[WORK INSTRUCTIONS]: Write out each line of the items below in which the word "after" appears.

============================================================

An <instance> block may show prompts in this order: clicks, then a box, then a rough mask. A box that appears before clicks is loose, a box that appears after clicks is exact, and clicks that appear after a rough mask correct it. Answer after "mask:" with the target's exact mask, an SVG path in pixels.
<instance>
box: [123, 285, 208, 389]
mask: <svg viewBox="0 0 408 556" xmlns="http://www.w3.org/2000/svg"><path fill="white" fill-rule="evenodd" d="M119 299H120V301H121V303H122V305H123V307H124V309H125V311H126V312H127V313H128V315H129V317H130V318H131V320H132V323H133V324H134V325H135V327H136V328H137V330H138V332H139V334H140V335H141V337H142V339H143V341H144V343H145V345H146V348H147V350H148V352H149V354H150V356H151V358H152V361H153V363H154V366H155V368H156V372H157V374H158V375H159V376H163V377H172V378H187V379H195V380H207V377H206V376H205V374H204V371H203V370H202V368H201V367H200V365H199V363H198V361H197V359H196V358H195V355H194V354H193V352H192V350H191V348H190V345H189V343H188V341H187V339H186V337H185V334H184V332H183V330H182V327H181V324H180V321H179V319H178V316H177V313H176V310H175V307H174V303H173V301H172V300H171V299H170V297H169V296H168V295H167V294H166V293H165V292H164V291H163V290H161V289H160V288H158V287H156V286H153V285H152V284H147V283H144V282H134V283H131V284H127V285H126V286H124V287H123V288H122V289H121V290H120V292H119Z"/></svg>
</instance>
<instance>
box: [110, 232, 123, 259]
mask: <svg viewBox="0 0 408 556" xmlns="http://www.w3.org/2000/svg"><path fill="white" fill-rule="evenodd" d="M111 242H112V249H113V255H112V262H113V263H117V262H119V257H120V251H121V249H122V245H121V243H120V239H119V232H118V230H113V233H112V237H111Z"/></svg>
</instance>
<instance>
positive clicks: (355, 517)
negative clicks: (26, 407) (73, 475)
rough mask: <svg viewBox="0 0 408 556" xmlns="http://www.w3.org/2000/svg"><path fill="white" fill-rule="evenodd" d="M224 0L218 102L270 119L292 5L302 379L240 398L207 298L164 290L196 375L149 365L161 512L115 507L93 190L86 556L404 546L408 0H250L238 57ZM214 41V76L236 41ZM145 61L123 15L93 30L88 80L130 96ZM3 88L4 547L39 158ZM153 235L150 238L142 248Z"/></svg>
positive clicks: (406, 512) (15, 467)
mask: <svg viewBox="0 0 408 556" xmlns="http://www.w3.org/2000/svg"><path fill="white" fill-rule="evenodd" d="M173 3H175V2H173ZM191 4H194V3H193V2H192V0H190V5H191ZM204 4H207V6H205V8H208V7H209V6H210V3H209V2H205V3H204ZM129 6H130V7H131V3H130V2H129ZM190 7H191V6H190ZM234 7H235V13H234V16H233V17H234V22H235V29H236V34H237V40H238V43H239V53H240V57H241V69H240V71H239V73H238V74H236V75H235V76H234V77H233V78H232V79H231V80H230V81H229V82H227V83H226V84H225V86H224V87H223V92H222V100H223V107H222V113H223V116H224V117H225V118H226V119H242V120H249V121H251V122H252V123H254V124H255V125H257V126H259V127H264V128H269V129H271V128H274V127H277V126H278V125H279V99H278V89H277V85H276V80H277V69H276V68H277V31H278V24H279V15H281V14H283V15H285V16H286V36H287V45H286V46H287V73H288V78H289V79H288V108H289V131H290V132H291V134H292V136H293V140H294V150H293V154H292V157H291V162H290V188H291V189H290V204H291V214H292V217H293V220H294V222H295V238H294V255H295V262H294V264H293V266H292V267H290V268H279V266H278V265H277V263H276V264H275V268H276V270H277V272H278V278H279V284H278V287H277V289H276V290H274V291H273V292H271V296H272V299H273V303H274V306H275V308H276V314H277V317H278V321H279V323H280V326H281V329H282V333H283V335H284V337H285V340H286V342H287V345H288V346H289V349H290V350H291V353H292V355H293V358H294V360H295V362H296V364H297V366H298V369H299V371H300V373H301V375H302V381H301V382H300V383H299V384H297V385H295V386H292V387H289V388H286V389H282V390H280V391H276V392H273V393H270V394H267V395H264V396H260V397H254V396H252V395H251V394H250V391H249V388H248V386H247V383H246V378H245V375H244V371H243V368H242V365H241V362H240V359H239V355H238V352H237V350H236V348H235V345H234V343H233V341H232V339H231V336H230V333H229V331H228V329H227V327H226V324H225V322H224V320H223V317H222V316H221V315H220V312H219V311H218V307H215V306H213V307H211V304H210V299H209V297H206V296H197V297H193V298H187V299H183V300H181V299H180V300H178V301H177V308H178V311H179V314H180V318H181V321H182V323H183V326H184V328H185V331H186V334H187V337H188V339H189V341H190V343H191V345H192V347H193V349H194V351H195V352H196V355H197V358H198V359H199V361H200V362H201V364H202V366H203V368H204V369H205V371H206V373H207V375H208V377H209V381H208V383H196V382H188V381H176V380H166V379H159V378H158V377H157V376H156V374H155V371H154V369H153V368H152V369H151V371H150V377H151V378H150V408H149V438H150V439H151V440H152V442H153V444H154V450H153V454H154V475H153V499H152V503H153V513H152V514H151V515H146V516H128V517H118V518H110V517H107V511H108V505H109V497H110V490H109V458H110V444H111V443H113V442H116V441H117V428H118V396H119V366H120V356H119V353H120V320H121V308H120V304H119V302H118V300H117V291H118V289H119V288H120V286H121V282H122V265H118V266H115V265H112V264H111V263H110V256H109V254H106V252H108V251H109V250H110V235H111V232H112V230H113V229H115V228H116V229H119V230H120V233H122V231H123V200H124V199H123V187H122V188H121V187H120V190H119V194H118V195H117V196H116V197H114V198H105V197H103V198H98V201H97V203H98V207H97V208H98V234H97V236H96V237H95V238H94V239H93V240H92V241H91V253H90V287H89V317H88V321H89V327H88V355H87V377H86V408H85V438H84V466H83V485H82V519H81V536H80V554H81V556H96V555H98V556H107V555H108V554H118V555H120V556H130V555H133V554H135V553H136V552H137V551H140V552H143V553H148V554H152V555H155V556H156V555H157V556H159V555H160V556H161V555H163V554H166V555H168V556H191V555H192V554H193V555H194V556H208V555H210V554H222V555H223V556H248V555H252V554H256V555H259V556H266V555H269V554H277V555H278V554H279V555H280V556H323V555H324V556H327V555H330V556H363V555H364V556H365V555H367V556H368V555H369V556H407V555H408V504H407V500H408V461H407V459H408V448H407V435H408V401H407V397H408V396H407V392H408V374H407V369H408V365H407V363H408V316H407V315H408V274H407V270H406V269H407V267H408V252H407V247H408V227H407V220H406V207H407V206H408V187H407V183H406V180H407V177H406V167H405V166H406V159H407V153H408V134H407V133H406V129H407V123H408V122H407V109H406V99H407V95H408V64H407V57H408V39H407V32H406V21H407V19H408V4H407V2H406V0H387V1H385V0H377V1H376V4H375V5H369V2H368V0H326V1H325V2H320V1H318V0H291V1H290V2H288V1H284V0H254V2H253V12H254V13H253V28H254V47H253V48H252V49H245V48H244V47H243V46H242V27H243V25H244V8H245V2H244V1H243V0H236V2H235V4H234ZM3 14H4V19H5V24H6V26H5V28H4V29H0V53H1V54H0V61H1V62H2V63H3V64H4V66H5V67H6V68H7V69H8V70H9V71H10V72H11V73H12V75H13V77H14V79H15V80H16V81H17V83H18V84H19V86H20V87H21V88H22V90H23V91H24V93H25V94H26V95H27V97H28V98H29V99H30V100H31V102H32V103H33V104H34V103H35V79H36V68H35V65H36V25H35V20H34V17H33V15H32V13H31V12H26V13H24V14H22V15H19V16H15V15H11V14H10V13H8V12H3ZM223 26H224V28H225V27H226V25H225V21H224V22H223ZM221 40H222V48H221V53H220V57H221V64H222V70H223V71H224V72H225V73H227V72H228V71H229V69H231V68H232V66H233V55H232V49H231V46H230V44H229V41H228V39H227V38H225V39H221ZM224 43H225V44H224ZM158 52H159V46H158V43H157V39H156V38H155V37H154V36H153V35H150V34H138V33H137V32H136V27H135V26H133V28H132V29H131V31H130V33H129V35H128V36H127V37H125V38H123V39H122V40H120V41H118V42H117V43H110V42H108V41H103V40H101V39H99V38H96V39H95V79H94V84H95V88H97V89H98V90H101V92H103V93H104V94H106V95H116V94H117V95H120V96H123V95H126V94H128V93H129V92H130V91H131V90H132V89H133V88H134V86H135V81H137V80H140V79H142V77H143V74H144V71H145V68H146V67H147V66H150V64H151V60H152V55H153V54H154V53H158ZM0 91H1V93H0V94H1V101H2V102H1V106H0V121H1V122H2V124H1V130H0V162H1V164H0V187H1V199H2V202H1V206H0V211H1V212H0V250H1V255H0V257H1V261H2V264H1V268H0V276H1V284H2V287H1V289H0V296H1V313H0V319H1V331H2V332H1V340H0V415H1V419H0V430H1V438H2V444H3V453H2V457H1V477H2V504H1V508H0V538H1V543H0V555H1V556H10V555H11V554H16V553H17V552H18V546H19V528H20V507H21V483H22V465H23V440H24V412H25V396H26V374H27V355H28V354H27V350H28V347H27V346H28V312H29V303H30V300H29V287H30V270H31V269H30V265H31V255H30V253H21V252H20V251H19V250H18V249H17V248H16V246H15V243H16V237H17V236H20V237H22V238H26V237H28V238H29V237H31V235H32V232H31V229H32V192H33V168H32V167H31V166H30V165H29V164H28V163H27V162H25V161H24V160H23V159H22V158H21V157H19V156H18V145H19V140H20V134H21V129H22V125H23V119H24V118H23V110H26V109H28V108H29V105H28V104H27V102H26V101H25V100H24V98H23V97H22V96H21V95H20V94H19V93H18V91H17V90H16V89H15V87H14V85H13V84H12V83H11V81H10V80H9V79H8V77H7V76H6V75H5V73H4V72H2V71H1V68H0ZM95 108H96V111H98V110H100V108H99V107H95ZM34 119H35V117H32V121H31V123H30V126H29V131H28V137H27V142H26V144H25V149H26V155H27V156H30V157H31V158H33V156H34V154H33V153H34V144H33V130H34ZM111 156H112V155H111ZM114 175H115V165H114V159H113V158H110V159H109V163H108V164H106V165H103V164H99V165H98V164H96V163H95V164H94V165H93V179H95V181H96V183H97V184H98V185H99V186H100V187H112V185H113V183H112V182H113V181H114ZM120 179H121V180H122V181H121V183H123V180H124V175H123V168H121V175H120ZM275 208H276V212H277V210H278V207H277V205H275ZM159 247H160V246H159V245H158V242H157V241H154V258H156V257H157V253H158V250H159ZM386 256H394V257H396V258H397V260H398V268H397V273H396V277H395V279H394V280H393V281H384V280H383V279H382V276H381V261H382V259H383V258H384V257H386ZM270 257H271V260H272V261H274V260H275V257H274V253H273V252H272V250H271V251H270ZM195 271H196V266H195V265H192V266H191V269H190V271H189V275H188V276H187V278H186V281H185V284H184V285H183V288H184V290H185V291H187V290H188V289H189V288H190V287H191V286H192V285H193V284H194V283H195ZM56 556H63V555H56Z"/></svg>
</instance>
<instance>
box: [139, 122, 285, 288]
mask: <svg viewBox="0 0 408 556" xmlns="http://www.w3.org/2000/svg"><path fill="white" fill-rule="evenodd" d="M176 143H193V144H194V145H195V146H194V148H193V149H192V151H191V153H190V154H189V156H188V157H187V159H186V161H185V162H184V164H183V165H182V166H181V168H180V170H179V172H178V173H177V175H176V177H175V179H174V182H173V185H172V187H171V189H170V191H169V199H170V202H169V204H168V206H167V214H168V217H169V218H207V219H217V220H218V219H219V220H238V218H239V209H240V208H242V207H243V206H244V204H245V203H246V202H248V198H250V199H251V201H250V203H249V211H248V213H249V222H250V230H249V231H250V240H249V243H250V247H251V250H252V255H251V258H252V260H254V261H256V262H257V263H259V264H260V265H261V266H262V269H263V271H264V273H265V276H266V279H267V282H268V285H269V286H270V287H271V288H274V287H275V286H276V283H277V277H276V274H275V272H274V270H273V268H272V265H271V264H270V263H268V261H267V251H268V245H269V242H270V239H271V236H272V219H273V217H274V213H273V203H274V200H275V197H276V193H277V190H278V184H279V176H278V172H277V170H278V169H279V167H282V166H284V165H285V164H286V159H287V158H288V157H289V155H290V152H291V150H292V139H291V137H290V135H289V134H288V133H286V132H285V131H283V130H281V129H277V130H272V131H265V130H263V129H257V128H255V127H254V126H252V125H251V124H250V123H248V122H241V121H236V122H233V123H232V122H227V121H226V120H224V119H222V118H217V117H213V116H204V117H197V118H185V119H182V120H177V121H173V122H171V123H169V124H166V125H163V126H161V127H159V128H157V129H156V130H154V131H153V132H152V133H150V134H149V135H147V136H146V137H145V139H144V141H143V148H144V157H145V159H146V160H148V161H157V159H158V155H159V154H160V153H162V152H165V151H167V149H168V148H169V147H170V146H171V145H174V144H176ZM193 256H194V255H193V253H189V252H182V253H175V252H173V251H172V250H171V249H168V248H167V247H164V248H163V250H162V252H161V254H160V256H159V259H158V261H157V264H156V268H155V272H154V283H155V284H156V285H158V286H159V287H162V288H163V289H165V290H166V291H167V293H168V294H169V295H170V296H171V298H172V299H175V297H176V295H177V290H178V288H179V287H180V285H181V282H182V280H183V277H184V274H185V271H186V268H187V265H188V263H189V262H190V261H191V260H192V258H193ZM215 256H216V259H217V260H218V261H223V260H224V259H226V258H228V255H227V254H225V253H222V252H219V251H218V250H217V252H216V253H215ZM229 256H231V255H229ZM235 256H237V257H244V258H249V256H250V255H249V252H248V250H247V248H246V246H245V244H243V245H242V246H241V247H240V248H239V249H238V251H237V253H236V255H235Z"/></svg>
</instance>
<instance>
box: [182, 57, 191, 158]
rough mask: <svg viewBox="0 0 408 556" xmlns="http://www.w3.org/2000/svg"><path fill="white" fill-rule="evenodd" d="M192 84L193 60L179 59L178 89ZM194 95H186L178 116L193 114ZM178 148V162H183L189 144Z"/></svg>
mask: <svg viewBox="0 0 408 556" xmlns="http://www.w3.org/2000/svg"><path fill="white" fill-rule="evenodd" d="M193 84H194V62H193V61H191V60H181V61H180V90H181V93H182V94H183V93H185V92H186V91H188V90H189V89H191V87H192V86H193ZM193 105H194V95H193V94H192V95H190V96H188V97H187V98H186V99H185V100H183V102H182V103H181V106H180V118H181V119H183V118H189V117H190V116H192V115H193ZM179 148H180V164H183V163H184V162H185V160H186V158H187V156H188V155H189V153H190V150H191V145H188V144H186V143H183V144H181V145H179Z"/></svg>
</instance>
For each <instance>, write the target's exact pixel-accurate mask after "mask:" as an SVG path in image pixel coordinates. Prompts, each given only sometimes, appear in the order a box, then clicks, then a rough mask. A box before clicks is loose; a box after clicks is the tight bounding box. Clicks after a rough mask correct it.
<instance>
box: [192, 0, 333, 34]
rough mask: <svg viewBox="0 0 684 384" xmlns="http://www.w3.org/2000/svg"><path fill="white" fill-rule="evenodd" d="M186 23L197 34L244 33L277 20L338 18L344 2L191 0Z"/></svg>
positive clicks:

============================================================

[EXERCISE RESULT]:
An <instance> block may show prompts in this order: clicks, then a box, then a rough mask. A box that appears before clicks is loose, a box that appears after clicks is exact, and clicks that appear after a rough mask correct it. Answer after "mask:" with the target's exact mask, an SVG path in pixels.
For each <instance>, write the target's exact pixel-accurate mask after "mask:" as an SVG path in image pixel coordinates. Prompts, each given only sometimes, appear in the order a box, then clicks, then a rough mask. A box before clicks is loose; a box after clicks is the tight bounding box. Clicks after a rough mask correct it.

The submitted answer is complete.